*** Opening of SOURCE DATA ***

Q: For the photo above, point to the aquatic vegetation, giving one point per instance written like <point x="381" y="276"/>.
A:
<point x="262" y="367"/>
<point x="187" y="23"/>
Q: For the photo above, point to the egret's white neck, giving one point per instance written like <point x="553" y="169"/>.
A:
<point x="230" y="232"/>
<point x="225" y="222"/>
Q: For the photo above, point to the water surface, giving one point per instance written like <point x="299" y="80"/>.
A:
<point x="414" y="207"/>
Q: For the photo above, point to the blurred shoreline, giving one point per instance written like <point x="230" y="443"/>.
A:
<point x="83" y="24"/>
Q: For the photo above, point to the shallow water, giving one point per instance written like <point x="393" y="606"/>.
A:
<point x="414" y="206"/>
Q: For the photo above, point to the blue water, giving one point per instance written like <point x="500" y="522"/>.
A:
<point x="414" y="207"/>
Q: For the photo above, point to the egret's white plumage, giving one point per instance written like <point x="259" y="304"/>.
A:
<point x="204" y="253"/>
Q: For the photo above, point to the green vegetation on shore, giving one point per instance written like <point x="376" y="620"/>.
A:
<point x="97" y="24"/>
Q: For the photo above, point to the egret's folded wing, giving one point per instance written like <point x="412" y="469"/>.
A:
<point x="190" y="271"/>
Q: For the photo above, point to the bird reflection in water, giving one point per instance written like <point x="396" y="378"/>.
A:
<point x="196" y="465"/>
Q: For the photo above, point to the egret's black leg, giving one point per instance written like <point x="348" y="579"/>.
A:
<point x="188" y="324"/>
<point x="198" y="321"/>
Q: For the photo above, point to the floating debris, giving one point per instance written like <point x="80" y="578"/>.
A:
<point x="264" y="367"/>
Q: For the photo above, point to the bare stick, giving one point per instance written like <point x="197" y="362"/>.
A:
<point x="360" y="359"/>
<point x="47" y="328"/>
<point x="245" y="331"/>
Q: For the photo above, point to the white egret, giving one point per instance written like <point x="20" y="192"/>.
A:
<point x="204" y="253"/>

*** Close of SOURCE DATA ***

TASK TO CARRY OUT
Where the line with "white neck, giving" ends, your copy should end too; please return exactly the lines from the first line of the data through it.

WRITTEN RESPONSE
Q: For the photo above, point to the aquatic vegetation, giving one point per instance written like <point x="381" y="276"/>.
A:
<point x="262" y="367"/>
<point x="187" y="23"/>
Q: For the photo above, point to the egret's white neck, giving one point per instance written like <point x="553" y="169"/>.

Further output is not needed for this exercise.